WORK INSTRUCTIONS:
1 – In the article on universities in the pandemic, what reason does Marginson give for why universities are forced to put their bottom lines ahead of public health and student welfare? Answer in one to three sentences.
2 – Answer these questions from the article on universities in the pandemic:
(a) Which academic year does Marginson mention?
(b) Where did Marginson write his comments?
(c) Which two conditions for a government bailout does the article name?
3 – Continue the article on universities in the pandemic from its last sentence.

Unis putting bottom lines before student safety in pandemic, says Oxford professor

He says unis are being forced to give students over-optimistic views of Freshers’ just to stay afloat


Universities are putting money before student safety by giving over-optimistic promises of campus life and face-to-face teaching in September, an Oxford professor has said.

Unis have little choice but to open and to try and attract as many students as possible, as the government’s threat to let some unis go bust means a fall in student numbers could pose an existential threat for unis, says higher education expert Simon Marginson.

“If institutions say that they expect to be solely online at the beginning of the 2020-21 academic year, they risk a collapse of enrolment. Arguably, students are receiving over optimistic claims about the possibility of reopening sooner, in order to lock them in,” Marginson wrote in a blog.

“The practical reason why institutions are forced to put their bottom lines ahead of public health and student welfare is that the UK government, true to the dynamics of the market, refuses to provide guarantees of funding and institutional survival,” Marginson added.

Last month, the government announced it would only bail out universities which met certain conditions, including clamping down on Vice Chancellor pay and protecting free speech. However, some universities will be allowed to go bust, with the government warning “not all providers will be prevented from exiting the market.”

DATA UNDER STUDY:
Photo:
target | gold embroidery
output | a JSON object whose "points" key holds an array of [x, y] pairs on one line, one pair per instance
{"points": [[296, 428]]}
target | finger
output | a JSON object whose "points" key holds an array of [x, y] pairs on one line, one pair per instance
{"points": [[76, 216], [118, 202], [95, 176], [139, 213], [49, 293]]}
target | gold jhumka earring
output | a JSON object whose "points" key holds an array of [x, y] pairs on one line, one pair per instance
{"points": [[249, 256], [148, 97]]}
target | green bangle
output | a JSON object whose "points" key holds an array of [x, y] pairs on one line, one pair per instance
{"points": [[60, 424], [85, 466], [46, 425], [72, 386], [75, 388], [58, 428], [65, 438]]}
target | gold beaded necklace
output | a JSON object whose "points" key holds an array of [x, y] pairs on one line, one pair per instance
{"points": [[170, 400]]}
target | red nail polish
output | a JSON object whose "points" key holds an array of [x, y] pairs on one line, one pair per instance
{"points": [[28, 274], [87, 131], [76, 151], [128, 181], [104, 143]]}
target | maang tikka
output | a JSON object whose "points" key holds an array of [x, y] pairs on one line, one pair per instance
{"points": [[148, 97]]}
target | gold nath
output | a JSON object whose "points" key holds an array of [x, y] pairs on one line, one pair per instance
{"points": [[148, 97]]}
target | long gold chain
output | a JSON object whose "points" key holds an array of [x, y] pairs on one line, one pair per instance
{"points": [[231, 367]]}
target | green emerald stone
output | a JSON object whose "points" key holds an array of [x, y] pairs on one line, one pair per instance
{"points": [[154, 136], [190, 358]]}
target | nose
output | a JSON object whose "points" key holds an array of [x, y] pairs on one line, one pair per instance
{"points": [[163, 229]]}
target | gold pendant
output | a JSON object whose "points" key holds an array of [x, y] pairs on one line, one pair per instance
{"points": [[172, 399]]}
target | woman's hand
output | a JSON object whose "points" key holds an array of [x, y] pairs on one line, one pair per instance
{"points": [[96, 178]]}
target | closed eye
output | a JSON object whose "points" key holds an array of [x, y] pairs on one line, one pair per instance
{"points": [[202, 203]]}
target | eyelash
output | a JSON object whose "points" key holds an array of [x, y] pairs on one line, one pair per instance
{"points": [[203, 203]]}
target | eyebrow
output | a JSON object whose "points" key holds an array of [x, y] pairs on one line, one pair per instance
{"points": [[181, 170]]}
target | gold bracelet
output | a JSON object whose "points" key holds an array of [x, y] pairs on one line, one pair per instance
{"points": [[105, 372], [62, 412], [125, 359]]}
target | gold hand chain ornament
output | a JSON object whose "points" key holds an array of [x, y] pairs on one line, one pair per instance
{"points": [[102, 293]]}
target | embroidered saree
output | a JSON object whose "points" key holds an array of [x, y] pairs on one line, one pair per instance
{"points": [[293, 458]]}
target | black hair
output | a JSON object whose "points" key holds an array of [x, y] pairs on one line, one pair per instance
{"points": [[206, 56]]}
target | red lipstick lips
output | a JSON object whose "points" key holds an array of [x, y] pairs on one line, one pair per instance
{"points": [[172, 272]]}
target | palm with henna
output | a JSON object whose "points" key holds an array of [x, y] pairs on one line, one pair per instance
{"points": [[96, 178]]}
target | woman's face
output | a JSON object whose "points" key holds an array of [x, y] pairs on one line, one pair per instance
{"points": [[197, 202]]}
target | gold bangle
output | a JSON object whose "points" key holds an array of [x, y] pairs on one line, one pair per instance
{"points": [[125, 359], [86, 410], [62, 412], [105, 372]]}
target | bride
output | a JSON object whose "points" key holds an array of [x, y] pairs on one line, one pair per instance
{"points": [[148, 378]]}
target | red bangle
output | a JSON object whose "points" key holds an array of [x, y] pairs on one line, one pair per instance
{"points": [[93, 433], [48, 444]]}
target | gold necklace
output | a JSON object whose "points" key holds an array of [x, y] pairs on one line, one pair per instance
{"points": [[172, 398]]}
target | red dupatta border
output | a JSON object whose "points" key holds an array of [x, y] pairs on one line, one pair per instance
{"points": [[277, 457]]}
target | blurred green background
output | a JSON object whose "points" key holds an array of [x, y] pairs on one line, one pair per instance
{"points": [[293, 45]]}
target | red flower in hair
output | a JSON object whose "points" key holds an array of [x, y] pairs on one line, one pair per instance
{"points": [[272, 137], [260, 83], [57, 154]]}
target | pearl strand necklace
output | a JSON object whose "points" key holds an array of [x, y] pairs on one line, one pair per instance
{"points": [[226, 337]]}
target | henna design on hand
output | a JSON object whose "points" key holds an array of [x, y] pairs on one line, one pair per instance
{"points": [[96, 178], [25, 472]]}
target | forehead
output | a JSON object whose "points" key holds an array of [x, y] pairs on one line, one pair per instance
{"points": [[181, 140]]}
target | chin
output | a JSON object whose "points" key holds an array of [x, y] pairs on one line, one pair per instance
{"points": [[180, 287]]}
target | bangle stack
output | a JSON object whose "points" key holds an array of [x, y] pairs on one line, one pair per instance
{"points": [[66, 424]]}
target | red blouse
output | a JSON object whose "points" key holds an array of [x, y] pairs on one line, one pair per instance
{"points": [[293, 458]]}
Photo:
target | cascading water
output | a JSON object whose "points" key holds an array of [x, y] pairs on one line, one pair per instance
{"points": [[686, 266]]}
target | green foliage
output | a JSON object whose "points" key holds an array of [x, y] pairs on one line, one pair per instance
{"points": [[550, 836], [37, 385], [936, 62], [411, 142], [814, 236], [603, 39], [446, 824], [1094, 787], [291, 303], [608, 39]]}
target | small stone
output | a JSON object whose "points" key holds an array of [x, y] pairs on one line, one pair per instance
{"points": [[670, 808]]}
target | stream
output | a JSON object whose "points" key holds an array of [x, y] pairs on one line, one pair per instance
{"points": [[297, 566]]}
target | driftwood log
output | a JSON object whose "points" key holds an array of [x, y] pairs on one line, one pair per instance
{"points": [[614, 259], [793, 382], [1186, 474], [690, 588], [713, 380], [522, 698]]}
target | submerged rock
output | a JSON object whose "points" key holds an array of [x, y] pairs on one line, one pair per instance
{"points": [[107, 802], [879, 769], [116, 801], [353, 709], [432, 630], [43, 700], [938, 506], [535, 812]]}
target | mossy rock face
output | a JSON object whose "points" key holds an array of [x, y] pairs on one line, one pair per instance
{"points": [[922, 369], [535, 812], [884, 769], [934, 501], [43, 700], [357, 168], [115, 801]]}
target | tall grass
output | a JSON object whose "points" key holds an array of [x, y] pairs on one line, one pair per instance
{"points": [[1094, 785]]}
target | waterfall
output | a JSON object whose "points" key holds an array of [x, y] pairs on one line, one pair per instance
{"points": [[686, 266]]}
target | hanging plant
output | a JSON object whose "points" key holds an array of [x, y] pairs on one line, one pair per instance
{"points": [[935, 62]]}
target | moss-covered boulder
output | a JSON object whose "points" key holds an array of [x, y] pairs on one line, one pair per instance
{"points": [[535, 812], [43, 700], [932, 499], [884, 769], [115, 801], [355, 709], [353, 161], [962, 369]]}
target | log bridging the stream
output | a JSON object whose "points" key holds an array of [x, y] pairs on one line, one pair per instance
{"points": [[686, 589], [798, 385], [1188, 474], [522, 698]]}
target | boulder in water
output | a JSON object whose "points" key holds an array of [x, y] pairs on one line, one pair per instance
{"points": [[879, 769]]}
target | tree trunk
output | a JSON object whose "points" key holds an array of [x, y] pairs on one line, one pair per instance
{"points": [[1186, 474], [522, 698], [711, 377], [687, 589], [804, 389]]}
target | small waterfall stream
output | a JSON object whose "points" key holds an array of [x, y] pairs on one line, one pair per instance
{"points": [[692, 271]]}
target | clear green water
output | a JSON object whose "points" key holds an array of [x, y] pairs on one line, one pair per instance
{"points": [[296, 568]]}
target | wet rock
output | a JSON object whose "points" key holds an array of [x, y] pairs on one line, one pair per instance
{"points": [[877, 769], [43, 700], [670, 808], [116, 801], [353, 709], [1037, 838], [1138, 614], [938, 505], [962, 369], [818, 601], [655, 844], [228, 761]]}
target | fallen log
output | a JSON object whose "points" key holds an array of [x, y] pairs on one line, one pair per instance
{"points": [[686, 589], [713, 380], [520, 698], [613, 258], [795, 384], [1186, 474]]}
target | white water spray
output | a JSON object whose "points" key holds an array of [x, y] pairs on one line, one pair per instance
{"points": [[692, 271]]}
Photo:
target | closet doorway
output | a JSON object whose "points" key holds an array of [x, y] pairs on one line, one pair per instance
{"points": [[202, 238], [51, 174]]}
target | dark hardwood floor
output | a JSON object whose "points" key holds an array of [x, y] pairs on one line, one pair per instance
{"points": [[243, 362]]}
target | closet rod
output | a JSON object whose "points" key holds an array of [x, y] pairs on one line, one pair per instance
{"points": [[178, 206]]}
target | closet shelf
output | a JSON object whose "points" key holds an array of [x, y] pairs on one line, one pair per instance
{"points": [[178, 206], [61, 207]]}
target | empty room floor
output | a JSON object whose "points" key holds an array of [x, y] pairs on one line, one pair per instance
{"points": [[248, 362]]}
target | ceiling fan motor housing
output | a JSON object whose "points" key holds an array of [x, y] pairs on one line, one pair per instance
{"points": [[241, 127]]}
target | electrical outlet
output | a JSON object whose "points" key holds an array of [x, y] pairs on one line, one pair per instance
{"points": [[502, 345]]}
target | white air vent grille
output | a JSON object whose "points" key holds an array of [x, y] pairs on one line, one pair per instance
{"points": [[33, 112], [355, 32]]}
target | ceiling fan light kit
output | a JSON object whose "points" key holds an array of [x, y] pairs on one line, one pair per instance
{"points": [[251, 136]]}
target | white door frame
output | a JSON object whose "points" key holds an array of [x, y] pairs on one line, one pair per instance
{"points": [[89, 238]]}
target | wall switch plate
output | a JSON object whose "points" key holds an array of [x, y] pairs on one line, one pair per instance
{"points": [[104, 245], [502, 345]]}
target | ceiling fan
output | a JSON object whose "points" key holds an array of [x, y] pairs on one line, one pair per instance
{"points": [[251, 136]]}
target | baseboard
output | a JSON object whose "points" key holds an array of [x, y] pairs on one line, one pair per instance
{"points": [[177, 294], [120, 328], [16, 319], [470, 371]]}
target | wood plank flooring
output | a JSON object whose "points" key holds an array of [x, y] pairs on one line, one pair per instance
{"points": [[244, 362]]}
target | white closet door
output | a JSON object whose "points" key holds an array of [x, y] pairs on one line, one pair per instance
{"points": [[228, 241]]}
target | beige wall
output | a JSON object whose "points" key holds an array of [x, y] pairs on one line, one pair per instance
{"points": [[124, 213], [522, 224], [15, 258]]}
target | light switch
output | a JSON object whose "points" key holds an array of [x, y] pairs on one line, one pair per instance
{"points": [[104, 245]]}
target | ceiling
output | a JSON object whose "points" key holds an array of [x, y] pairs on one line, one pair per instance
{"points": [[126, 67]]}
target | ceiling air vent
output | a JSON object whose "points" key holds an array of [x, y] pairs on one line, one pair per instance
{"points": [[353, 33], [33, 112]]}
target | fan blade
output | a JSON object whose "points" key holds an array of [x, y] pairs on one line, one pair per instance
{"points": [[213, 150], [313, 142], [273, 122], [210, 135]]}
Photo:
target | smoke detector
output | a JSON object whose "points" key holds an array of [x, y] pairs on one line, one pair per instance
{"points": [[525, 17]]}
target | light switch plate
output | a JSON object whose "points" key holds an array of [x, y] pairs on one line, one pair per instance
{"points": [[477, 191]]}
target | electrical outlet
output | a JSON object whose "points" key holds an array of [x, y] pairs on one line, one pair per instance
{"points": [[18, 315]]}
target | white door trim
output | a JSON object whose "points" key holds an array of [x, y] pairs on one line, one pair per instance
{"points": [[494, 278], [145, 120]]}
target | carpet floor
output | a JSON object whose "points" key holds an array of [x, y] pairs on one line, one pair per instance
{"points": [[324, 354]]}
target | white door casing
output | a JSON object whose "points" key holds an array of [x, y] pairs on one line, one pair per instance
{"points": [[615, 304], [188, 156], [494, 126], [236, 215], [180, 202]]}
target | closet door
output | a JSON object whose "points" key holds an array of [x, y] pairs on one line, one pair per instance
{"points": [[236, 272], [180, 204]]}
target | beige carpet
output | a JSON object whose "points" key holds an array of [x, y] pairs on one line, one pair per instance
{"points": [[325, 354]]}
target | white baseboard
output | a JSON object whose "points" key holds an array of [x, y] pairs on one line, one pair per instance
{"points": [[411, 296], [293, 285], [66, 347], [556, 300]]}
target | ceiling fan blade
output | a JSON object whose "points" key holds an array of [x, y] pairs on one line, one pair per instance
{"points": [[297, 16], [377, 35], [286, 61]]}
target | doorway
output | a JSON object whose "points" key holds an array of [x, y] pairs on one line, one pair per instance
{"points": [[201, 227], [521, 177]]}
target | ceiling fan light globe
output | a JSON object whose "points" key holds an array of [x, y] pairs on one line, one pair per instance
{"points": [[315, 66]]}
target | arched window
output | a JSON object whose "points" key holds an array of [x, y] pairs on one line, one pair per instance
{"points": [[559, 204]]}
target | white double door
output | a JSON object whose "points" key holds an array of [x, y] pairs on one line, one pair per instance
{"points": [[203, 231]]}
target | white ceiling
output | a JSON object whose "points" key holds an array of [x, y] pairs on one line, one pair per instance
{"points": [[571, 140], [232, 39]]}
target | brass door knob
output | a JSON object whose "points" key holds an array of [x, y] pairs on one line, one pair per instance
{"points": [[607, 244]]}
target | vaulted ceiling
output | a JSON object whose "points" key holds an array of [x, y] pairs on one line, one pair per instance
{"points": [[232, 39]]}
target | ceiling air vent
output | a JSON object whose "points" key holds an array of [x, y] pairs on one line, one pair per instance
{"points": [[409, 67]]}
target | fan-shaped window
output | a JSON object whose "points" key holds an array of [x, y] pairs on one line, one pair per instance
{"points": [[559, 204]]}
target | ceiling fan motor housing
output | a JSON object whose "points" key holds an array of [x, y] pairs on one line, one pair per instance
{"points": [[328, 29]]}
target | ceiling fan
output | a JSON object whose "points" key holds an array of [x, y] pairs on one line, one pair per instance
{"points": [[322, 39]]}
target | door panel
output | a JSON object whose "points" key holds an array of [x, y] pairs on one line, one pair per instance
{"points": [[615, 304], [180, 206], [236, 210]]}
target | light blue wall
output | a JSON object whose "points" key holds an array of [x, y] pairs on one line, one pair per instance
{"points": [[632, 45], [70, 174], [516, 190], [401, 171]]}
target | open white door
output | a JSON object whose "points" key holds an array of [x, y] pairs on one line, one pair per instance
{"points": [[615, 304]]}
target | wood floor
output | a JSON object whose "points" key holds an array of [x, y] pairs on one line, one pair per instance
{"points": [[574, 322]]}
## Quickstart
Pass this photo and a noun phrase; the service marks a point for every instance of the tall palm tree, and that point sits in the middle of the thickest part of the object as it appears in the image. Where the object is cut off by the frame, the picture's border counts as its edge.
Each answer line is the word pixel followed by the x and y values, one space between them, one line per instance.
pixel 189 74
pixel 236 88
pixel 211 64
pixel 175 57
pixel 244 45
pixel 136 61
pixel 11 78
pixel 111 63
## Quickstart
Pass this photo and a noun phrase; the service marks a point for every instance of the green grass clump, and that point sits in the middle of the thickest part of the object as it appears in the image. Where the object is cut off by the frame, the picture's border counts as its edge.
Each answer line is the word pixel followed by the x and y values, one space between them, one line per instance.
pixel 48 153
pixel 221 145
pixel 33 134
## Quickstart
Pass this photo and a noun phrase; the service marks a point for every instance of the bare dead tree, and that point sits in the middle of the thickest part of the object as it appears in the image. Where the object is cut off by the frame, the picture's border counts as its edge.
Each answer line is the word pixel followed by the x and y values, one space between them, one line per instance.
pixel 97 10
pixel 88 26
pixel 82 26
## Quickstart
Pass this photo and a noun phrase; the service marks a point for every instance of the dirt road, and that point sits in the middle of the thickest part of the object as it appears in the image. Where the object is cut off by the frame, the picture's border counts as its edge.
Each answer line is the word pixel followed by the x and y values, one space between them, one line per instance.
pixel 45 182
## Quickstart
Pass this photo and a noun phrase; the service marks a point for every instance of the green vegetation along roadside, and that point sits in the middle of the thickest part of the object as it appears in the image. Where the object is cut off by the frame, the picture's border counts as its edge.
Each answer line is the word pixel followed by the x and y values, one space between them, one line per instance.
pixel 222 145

ANSWERS PROVIDED:
1 – Marginson says universities are forced into this because the UK government refuses to guarantee their funding and survival. Since the government has warned that some universities may go bust, a fall in student numbers could threaten their existence.

2 –
(a) The 2020-21 academic year.
(b) In a blog.
(c) Clamping down on Vice Chancellor pay and protecting free speech.

3 –
Going beyond that particular announcement, Marginson also lays the blame for big promises and risky practices with the marketised university system, writing: “If institutions go bankrupt because it is impossible to sustain themselves it is their fault, and this can be celebrated as a healthy cleansing by market forces.

“It is not far from celebrating death itself as a healthy cleansing and in a global pandemic that is too close to the bone.

“It is a case of a highly individualist culture paying the price of its own extreme.”

Speaking to the Guardian, Marginson added: “The current position will be very difficult to manage. Students want to be together and they will bend the rules. Eighteen-year-olds throw off constraints – it’s what they do.”